_Extracted data entries_

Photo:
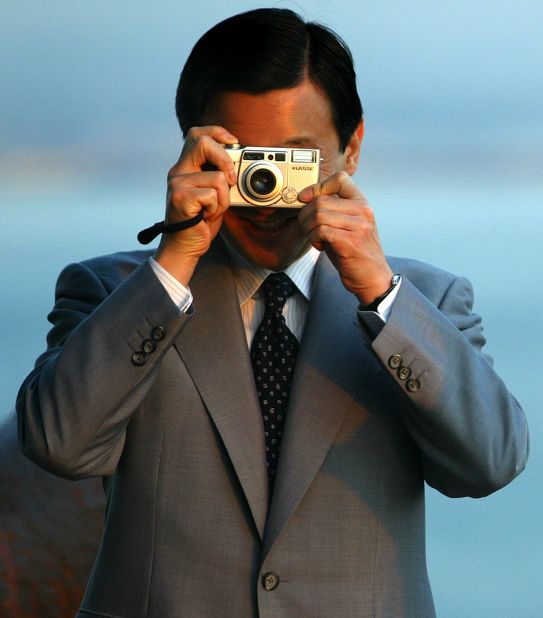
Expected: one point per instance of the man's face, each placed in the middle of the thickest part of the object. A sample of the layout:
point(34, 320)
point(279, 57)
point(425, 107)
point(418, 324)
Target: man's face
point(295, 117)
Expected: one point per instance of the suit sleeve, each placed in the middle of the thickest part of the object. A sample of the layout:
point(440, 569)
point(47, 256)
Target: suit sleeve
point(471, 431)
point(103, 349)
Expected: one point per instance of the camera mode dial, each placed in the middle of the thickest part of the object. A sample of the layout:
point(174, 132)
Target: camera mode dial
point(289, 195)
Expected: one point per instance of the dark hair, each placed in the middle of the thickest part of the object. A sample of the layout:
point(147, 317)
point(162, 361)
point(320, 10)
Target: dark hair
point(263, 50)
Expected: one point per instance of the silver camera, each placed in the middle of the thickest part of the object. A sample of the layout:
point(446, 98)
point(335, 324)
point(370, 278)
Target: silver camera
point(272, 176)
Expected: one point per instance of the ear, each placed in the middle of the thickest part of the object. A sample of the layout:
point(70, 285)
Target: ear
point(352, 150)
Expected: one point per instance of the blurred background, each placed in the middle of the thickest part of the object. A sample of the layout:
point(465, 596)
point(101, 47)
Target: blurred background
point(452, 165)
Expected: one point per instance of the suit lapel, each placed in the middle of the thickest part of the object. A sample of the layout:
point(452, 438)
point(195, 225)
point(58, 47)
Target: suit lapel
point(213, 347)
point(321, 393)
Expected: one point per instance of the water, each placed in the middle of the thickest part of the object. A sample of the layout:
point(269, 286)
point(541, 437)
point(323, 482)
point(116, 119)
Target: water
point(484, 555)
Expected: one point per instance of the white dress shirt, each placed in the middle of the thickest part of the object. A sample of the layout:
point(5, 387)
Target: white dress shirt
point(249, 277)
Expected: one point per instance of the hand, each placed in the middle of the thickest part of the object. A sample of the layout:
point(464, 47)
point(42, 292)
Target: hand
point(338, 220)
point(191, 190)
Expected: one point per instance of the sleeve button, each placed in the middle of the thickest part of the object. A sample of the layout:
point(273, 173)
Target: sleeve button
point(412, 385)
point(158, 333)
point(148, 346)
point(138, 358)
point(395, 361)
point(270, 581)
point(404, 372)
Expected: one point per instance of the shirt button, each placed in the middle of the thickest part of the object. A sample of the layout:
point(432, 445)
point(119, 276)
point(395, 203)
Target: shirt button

--

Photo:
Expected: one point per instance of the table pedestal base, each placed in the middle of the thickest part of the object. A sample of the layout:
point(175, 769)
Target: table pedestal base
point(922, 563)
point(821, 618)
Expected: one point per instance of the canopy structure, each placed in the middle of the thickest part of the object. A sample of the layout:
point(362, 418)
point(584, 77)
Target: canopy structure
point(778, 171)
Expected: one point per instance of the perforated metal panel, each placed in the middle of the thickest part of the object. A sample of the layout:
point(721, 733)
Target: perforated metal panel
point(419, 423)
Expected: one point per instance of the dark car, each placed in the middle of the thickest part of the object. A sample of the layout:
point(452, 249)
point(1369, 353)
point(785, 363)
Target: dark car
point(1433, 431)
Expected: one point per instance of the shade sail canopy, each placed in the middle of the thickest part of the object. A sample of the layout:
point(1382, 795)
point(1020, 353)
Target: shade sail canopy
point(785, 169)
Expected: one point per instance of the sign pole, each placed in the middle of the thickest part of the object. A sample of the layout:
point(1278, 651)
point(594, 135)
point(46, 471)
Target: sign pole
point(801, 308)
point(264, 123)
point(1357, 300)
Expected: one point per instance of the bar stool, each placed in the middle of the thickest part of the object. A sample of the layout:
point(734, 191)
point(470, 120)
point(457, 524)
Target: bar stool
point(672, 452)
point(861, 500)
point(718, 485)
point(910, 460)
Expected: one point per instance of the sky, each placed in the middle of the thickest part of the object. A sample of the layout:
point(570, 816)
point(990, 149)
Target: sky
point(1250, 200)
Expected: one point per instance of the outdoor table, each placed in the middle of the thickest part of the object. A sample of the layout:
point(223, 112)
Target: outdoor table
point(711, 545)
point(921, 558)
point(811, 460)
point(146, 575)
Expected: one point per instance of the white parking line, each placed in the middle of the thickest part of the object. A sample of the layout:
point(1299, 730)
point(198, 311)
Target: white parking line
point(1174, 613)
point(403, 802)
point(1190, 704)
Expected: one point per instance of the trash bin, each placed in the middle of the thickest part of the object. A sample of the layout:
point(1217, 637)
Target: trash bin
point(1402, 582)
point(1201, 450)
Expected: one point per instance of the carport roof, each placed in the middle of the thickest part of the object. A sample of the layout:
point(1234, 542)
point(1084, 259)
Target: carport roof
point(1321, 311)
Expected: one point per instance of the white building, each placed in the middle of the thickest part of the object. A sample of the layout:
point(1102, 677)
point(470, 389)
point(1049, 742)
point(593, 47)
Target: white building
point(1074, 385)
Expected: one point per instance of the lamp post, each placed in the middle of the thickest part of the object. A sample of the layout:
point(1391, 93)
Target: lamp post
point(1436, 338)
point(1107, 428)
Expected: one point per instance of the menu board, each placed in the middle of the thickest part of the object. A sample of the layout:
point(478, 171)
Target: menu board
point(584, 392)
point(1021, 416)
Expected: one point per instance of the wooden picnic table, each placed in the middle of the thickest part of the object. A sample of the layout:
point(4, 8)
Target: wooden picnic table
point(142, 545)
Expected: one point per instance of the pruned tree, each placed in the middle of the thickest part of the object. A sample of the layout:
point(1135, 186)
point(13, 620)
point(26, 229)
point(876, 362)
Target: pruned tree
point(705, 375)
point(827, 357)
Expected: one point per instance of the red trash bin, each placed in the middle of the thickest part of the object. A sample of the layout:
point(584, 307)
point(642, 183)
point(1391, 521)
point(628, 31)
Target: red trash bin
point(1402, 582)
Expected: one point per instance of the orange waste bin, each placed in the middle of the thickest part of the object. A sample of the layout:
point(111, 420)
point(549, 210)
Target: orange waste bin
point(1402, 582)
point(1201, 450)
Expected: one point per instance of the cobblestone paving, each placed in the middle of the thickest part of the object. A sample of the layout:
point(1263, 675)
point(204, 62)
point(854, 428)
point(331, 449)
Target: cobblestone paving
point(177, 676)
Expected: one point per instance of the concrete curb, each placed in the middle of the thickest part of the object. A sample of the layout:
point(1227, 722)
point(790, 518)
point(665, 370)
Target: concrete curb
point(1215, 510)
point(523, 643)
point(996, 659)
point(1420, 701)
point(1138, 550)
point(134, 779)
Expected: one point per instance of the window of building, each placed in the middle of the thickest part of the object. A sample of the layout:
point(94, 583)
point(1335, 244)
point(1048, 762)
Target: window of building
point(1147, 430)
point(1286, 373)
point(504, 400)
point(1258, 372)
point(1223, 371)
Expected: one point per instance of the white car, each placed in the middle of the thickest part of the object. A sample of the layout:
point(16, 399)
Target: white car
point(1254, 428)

_Set task_
Arrange the lines from the one containing "Expected: one point per instance of the water, each" through the one containing "point(484, 555)" as a Markdown table, leaving out blank lines. Use the columns Row, numbering the lines in order, and Line, holding each line's text.

_Exercise result_
| Row | Line |
|---|---|
| 1 | Expected: one point per instance of the water, each placed in the middle of the thickest part of the object. A sample of the layout: |
| 2 | point(269, 286) |
| 3 | point(541, 437) |
| 4 | point(323, 482) |
| 5 | point(116, 119) |
| 6 | Target: water |
| 7 | point(484, 555) |